- **PROBLEM REQUIREMENTS**: The answer is a number and only a number: how many lines of the data include the string "canopy"?

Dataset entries
========

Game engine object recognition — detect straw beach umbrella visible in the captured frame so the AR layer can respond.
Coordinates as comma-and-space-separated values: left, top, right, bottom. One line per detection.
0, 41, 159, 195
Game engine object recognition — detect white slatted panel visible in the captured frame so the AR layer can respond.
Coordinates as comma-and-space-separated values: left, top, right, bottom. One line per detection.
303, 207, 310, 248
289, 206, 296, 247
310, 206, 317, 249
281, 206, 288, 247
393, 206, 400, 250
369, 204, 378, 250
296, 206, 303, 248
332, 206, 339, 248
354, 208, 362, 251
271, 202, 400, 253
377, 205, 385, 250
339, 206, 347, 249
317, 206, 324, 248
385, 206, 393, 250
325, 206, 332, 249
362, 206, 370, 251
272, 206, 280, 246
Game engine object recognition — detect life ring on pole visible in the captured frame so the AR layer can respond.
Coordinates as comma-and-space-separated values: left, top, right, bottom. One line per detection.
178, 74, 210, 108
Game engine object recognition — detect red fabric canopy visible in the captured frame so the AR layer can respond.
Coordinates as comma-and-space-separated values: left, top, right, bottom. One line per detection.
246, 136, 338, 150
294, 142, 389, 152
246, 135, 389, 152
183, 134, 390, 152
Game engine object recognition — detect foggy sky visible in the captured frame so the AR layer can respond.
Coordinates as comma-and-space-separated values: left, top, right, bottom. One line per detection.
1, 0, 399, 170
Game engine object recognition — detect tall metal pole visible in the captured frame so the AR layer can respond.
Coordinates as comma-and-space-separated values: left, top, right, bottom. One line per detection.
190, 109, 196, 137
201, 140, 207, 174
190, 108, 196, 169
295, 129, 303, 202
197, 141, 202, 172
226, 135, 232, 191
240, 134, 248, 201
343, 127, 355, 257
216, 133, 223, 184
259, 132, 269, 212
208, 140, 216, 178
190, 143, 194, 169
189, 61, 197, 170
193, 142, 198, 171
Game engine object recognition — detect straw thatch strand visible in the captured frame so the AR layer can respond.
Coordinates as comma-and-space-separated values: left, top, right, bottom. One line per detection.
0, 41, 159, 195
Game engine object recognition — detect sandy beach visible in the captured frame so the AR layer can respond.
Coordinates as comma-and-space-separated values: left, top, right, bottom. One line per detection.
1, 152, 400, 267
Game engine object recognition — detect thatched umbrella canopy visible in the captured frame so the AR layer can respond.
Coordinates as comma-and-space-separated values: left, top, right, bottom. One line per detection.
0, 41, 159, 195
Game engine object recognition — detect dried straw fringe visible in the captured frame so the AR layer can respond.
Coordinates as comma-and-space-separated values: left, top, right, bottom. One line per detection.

========

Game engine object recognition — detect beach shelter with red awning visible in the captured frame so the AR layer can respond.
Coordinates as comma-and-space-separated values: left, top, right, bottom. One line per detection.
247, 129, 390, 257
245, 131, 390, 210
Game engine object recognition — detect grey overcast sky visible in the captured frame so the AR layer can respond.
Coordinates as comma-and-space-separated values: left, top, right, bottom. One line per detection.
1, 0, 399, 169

========

- **WRITTEN RESPONSE**: 2